ACTIVITY A: According to the Broad Creek text, in what year did the colonial Maryland Legislature authorize creating the town?
ACTIVITY B: Write a continuation of the Broad Creek text, picking up after its last sentence.

TEXT:

────────────────────────────────────────

Historic district in Maryland, United States

Broad Creek in Prince George's County was the first footprint of European settlement in the immediate counties around what would become the nation's capital, Washington, D.C. The area is part of greater Fort Washington.

The area was settled by Europeans in the 1660s and the town was created in 1706 when the colonial Maryland Legislature authorized surveying and laying out the towns of Queen Anne Town, Nottingham, Mill Town, Piscataway, Aire (also known as Broad Creek) and Upper Marlboro (then known as Marlborough Town).

In 1747, the legislature tried to improve the quality and the method of marketing tobacco, then the major crop of the area, and established a formal system of tobacco inspection and quality control. The town was home to one of seven state tobacco warehouses built in Prince George's County.

────────────────────────────────────────

RECORDED INFORMATION:
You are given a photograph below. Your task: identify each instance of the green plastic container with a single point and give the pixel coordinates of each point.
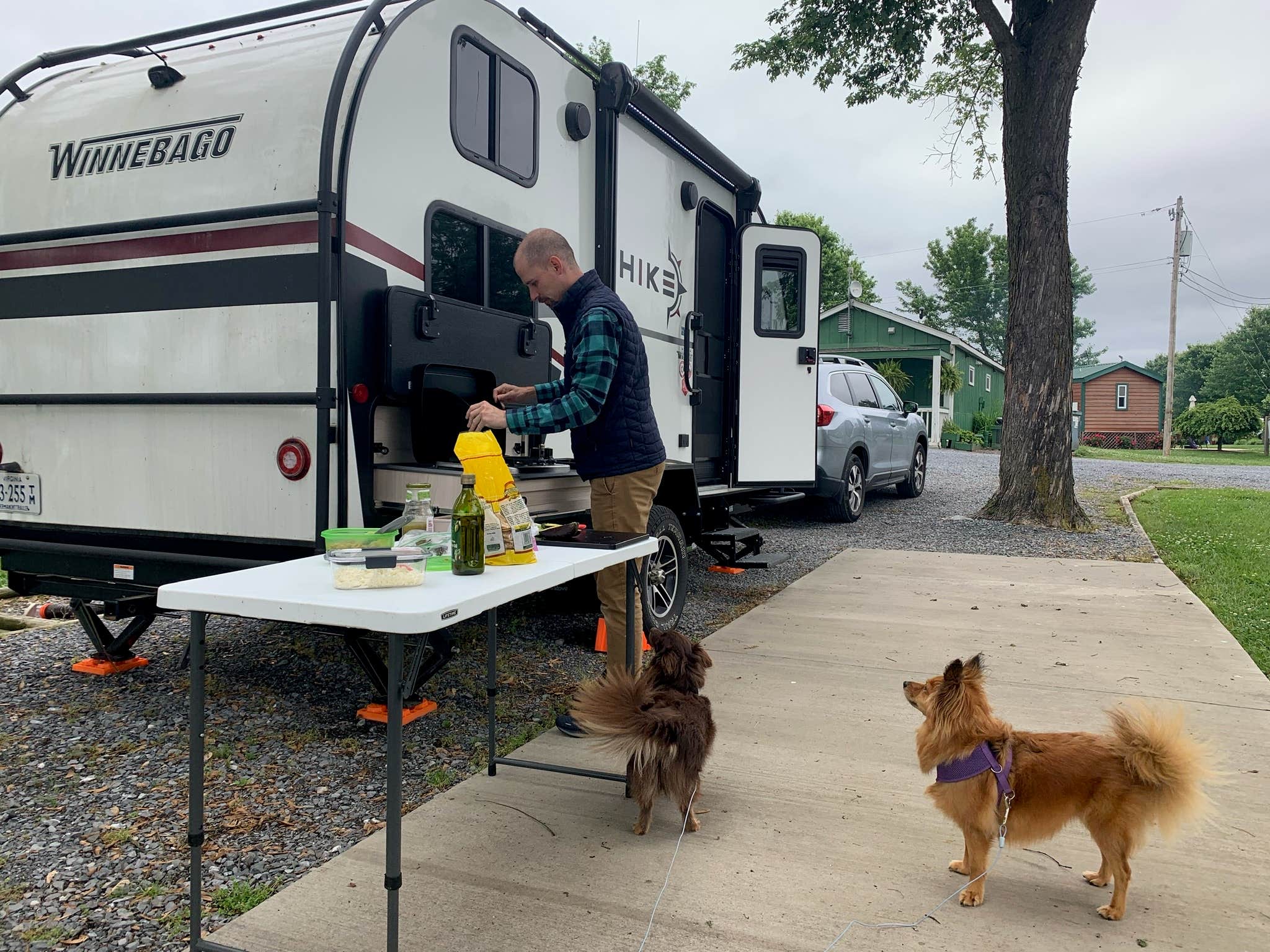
(357, 539)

────────────────────────────────────────

YOUR RESPONSE A: 1706

YOUR RESPONSE B:
The site is located 9 mi south of the U.S. Capitol building on the Potomac River. Today, this "first footprint" of settlement in the capital area is a Prince George's County Historic District, with three 17th-century homesites and an 18th-century Episcopal church structure. The Broad Creek Historic District comprises 900 acre along the Potomac River, and is remarkable for its environmental resources, as well as its 12,000-year-old Indian archeological discoveries.

It was placed on the National Register of Historic Places on December 8, 2011.

==Broad Creek and Henson Creek==
The stream named Broad Creek is a tributary of the Potomac River (Mouth: ). Henson Creek is a tributary of Broad Creek (Mouth: ). The 5.7 mile long Henson Creek Trail is managed by the Maryland-National Capital Park and Planning Commission.